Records
----

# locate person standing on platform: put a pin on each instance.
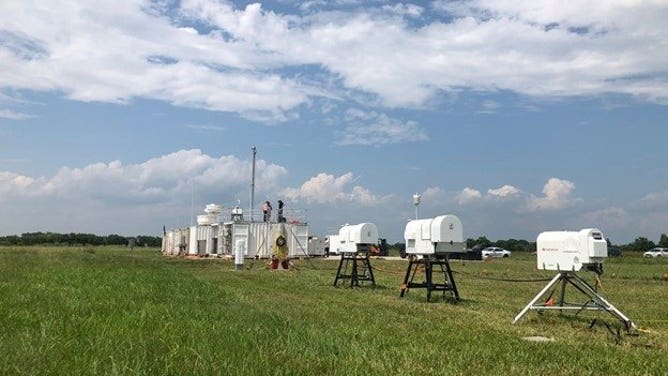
(266, 210)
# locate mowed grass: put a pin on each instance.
(80, 311)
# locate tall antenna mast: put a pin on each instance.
(192, 203)
(253, 182)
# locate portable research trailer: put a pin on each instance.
(428, 242)
(259, 238)
(218, 239)
(568, 252)
(354, 245)
(175, 241)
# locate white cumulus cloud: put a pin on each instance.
(557, 195)
(327, 188)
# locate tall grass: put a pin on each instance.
(79, 311)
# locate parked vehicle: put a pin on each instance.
(495, 252)
(656, 252)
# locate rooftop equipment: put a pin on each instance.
(568, 252)
(354, 243)
(429, 241)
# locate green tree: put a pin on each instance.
(641, 244)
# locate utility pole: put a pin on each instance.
(254, 149)
(416, 202)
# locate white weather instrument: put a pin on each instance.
(429, 241)
(354, 243)
(567, 252)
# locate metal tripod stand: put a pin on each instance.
(353, 261)
(595, 303)
(429, 261)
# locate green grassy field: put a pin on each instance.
(78, 311)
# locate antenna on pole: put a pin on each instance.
(192, 203)
(416, 202)
(254, 149)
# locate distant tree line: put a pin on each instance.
(53, 238)
(641, 244)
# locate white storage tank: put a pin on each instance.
(356, 238)
(570, 250)
(441, 234)
(207, 219)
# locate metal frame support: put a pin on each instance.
(596, 302)
(428, 261)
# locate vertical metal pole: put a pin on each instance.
(253, 182)
(192, 203)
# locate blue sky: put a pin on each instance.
(517, 118)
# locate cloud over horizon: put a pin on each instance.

----

* **REQUIREMENT**
Please reproduce, word for word, the lines of the data starting with the line containing "# locate distant" and going on through the last line of the data.

* **PROBLEM SOLUTION**
# locate distant tree line: put a pin on each instance.
(53, 238)
(641, 244)
# locate white storage tank: put a pin on each instance.
(356, 238)
(570, 250)
(441, 234)
(207, 219)
# locate metal frame support: put a pin on each instance.
(596, 302)
(428, 261)
# locate vertical metal pole: put a pin on each instance.
(253, 182)
(192, 203)
# locate blue sky: put a pin on each instance.
(517, 118)
# locate cloud over horizon: put a pin on each instance.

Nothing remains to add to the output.